▶ [ACTION ITEM]
At the line containing "Textual query: orange flower", begin setting down the entries exactly, and stop only after the last line.

· · ·

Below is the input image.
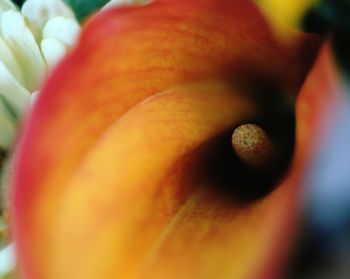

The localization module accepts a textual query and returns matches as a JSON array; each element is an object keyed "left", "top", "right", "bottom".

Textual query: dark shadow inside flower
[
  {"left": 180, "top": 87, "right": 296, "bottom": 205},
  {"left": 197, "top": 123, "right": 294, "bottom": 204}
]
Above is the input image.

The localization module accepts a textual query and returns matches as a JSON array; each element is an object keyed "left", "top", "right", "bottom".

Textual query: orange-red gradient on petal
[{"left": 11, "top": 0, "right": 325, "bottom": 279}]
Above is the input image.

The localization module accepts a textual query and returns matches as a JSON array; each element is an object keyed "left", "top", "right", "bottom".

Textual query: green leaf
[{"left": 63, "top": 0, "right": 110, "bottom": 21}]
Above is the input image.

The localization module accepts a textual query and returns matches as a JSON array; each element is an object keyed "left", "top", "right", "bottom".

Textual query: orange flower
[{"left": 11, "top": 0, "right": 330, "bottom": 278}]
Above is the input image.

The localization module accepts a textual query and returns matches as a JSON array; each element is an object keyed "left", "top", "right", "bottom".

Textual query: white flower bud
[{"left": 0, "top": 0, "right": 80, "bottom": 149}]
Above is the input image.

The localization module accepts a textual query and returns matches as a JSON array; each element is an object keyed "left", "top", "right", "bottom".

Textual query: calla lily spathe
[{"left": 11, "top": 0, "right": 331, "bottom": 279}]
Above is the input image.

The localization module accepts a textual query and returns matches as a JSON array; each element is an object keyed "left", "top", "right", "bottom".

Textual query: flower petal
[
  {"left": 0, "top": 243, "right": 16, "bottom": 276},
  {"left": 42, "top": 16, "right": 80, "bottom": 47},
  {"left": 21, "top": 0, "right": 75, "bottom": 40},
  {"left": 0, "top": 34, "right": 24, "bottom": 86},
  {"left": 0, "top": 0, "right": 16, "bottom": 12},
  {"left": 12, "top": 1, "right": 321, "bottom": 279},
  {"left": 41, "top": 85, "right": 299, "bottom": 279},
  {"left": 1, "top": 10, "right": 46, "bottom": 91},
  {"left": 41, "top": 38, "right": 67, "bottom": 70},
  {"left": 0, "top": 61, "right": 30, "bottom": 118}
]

· · ·

▶ [RESPONSE TO THE TASK]
Textual query: orange flower
[{"left": 11, "top": 0, "right": 330, "bottom": 278}]
Above is the input image.

The localization module accepts a textual query and returns matches as a JSON array; each element is an object keyed "left", "top", "right", "bottom".

Textual query: white flower bud
[{"left": 0, "top": 0, "right": 80, "bottom": 149}]
Above is the input image.

The localization module accepts a textual query and returns matches as a JSON array; each element is an object keyed "left", "top", "right", "bottom".

Textual query: calla lily spathe
[{"left": 11, "top": 0, "right": 331, "bottom": 279}]
Above is the input image.

The localization module accepts a textual query and returns matches as a JSON array; each element is an object keyed "left", "top", "right", "bottom".

Textual query: flower petal
[
  {"left": 0, "top": 243, "right": 16, "bottom": 276},
  {"left": 42, "top": 16, "right": 80, "bottom": 47},
  {"left": 21, "top": 0, "right": 75, "bottom": 40},
  {"left": 0, "top": 34, "right": 24, "bottom": 86},
  {"left": 0, "top": 0, "right": 16, "bottom": 12},
  {"left": 12, "top": 1, "right": 321, "bottom": 279},
  {"left": 41, "top": 85, "right": 299, "bottom": 279},
  {"left": 1, "top": 10, "right": 46, "bottom": 91},
  {"left": 41, "top": 38, "right": 67, "bottom": 70},
  {"left": 0, "top": 61, "right": 30, "bottom": 118}
]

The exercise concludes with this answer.